(Collected data entries)

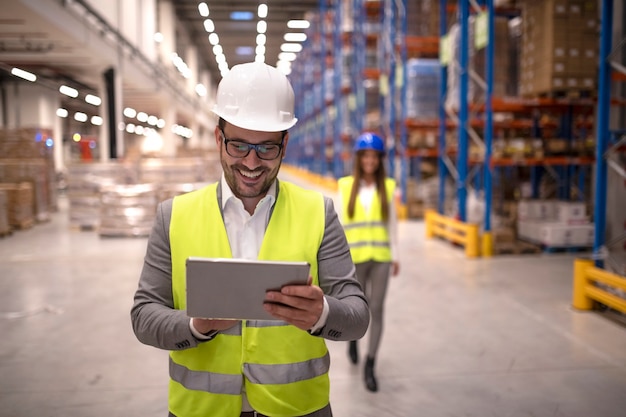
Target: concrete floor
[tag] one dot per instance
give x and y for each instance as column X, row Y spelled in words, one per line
column 487, row 338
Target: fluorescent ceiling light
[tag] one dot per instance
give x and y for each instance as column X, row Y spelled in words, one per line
column 287, row 56
column 244, row 50
column 209, row 26
column 93, row 100
column 142, row 116
column 295, row 37
column 291, row 47
column 200, row 91
column 80, row 117
column 130, row 112
column 68, row 91
column 24, row 74
column 241, row 15
column 298, row 24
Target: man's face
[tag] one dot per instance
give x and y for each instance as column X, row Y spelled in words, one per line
column 249, row 176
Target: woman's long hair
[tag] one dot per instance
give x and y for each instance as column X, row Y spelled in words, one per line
column 381, row 190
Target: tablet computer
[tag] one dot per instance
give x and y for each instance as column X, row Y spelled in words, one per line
column 225, row 288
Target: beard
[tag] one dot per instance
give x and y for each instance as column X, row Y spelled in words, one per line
column 238, row 185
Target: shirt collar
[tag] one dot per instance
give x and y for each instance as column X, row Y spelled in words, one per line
column 227, row 193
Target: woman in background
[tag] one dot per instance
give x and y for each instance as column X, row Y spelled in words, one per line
column 368, row 214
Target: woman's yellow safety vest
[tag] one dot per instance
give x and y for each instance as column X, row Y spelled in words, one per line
column 367, row 234
column 284, row 369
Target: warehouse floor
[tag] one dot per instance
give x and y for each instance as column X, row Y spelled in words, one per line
column 484, row 337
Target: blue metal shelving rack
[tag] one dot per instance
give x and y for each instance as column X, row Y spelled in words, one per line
column 604, row 143
column 460, row 171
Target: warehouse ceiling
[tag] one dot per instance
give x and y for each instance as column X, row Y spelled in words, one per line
column 240, row 35
column 37, row 36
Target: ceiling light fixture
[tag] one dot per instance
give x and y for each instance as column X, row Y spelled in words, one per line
column 287, row 56
column 203, row 9
column 93, row 100
column 24, row 74
column 80, row 117
column 68, row 91
column 130, row 112
column 295, row 37
column 209, row 26
column 291, row 47
column 241, row 15
column 298, row 24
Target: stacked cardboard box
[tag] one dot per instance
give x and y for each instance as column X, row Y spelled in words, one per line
column 19, row 204
column 26, row 154
column 127, row 210
column 555, row 224
column 84, row 182
column 559, row 46
column 5, row 226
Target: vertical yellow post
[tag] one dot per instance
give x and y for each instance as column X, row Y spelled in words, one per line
column 428, row 216
column 471, row 244
column 487, row 247
column 580, row 300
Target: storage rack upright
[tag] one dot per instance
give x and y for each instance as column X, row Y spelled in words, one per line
column 609, row 142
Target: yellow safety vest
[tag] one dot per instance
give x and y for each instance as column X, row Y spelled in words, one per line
column 284, row 369
column 367, row 234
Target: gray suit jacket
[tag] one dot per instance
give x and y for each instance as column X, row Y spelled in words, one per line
column 156, row 322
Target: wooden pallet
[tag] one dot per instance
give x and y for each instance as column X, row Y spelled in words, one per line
column 517, row 247
column 568, row 93
column 23, row 224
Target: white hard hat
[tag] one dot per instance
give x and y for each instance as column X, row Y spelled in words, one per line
column 256, row 96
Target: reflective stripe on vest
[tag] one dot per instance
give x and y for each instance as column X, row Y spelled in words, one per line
column 366, row 232
column 284, row 369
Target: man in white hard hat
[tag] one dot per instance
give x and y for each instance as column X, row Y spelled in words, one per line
column 251, row 368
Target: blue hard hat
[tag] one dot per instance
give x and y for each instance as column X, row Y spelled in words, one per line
column 369, row 140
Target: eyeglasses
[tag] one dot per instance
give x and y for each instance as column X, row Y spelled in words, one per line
column 239, row 149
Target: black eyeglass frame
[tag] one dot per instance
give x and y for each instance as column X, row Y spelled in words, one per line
column 252, row 146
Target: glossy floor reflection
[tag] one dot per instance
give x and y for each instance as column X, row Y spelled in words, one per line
column 483, row 337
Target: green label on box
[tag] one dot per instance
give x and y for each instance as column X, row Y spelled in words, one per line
column 481, row 31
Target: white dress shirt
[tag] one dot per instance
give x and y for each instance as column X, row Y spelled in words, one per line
column 245, row 235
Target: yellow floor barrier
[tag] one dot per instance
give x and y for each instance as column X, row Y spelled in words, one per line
column 585, row 292
column 465, row 234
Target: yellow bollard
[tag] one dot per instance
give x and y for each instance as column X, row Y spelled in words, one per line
column 487, row 244
column 580, row 300
column 429, row 217
column 471, row 244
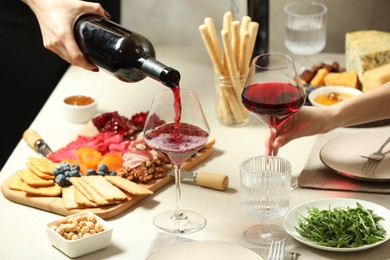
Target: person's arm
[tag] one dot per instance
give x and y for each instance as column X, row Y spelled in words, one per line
column 56, row 19
column 368, row 107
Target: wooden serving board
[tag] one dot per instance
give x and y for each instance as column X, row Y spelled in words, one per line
column 55, row 204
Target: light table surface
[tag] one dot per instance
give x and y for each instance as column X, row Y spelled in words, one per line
column 23, row 234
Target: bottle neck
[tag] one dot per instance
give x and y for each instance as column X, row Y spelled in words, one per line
column 159, row 71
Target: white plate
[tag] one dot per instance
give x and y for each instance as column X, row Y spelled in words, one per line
column 328, row 89
column 290, row 220
column 342, row 154
column 205, row 250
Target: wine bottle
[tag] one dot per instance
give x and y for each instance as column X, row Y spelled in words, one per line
column 258, row 10
column 127, row 55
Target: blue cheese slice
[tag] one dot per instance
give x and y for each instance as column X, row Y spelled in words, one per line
column 366, row 50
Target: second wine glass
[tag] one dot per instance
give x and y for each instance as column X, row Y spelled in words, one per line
column 177, row 128
column 273, row 91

- **About this task**:
Reproduce all of the data exactly; the pictures do not belong in the copy.

- **Response to this exercise**:
Target: concrete floor
[tag] one dot per instance
give x and y for each instance as column X, row Y spelled in words, one per line
column 487, row 338
Target: fluorescent ceiling light
[tag] one dot per instance
give x and y for each instance as column X, row Y spelled in words, one per line
column 287, row 56
column 244, row 50
column 209, row 26
column 93, row 100
column 142, row 116
column 295, row 37
column 291, row 47
column 200, row 91
column 80, row 117
column 130, row 112
column 68, row 91
column 24, row 74
column 241, row 15
column 298, row 24
Target: man's face
[tag] one dot per instance
give x and y for each instance as column X, row Y spelled in words, one per line
column 249, row 176
Target: woman's long hair
[tag] one dot per instance
give x and y for each instance as column X, row Y spelled in words, one per line
column 381, row 190
Target: tablet computer
[tag] one dot per instance
give x and y for each instance as column X, row Y spelled in words, one per line
column 225, row 288
Target: beard
[tag] one dot per instance
give x and y for each instance as column X, row Y spelled in words, one per line
column 238, row 185
Target: shirt collar
[tag] one dot per instance
give x and y for each instance as column X, row Y spelled in words, one per line
column 227, row 193
Target: woman in background
[tag] one dot per instance
give x and y for each instance as column X, row Y spelled in words, one per line
column 368, row 214
Target: woman's yellow safety vest
[tag] one dot per instance
give x and y for each instance as column X, row Y spelled in words, one per line
column 367, row 234
column 284, row 369
Target: warehouse floor
[tag] one dot per instance
give x and y for each instance as column X, row Y spelled in words, one per line
column 484, row 337
Target: blue metal shelving rack
[tag] one dot per instance
give x and y for each instance as column X, row Y spelled in words, one per line
column 604, row 143
column 460, row 171
Target: warehouse ceiling
[tag] one dot per instance
give x and y for each instance as column X, row Y spelled in words, one per line
column 240, row 35
column 37, row 36
Target: ceiling light fixture
[tag] one dot per instance
give x and y for each instance as column X, row Y spelled in words, one per line
column 287, row 56
column 203, row 9
column 93, row 100
column 24, row 74
column 80, row 117
column 68, row 91
column 130, row 112
column 295, row 37
column 209, row 26
column 291, row 47
column 241, row 15
column 298, row 24
Target: stacked cardboard box
[tag] one dot per instance
give x and y for each instance as column X, row Y spelled in words, one per line
column 19, row 204
column 26, row 154
column 127, row 210
column 555, row 224
column 84, row 182
column 559, row 46
column 5, row 226
Target: vertical yellow post
[tag] one dot per instance
give x and y for each instance as column X, row Y spelled in words, one per line
column 428, row 216
column 471, row 244
column 487, row 247
column 580, row 300
Target: storage rack upright
[tag] one dot per instance
give x and y for each instance as column X, row Y spelled in words, one per line
column 609, row 142
Target: yellow safety vest
[tag] one dot per instance
give x and y for each instance as column X, row Y spelled in words, one per line
column 284, row 369
column 367, row 234
Target: gray suit jacket
[tag] one dot per instance
give x and y for each instance as column X, row Y spelled in words, one per line
column 156, row 322
Target: wooden pallet
[tag] one dot per instance
give x and y for each instance as column X, row Y spelled in words, one per line
column 517, row 247
column 568, row 93
column 23, row 224
Target: white hard hat
[tag] one dot per instance
give x and y for each instance as column X, row Y spelled in words, one per line
column 256, row 96
Target: reflective stripe on vest
[tag] one dot per instance
give x and y for each instance as column X, row Y spelled in words, one per line
column 366, row 232
column 284, row 369
Target: man in white hard hat
[tag] one dot per instance
give x and y for each instance as column X, row Y spelled in words, one per line
column 251, row 368
Target: blue hard hat
[tag] one dot per instance
give x and y for each instance as column X, row Y spelled in words, one per line
column 369, row 140
Target: eyeglasses
[tag] one dot per instance
give x and y for each instance as column X, row Y spelled in words, one per line
column 239, row 149
Target: black eyeglass frame
[tag] one dot per instance
give x and y for each instance as column X, row Y spelled in words, one per line
column 252, row 146
Target: glossy floor reflection
[tag] one dot per instance
give x and y for each instance as column X, row Y spelled in words, one per line
column 483, row 337
Target: green label on box
[tag] one dot per instance
give x and y for each instance as column X, row Y spelled in words, one per line
column 481, row 31
Target: white dress shirt
[tag] one dot per instance
give x and y for each instance as column X, row Y spelled in words, one per line
column 245, row 235
Target: yellow floor barrier
[tag] one dot per instance
give x and y for each instance as column X, row Y spelled in words, one per line
column 585, row 292
column 465, row 234
Target: yellow bollard
[tag] one dot per instance
give x and y for each instance as column X, row Y spelled in words, one per line
column 487, row 244
column 580, row 300
column 429, row 217
column 471, row 244
Target: person's arm
[tag] one dot per instance
give x and y for each instance as column X, row Y spelled in words, one per line
column 56, row 19
column 368, row 107
Target: wooden serving board
[tag] one dot per instance
give x and y for each instance as column X, row Y spelled in words, one per line
column 55, row 204
Target: light table surface
[tag] one dot per instance
give x and y for each instance as column X, row Y spelled in words, one per line
column 23, row 234
Target: bottle neck
[tag] one dot per instance
give x and y for each instance as column X, row Y spelled in words, one per line
column 159, row 71
Target: white plate
[tag] one dot per instance
give x and y for each instance as column X, row Y spelled in words, one per line
column 328, row 89
column 290, row 220
column 342, row 154
column 205, row 250
Target: wine bottle
[tag] one dot per instance
give x and y for each instance as column X, row Y spelled in words, one per line
column 258, row 10
column 127, row 55
Target: blue cheese slice
[tag] one dot per instance
give x and y for each instance as column X, row Y spelled in words, one per line
column 366, row 50
Target: second wine glass
[tag] one dot per instance
give x and y for each instance as column X, row Y spelled in words, one per line
column 177, row 128
column 273, row 91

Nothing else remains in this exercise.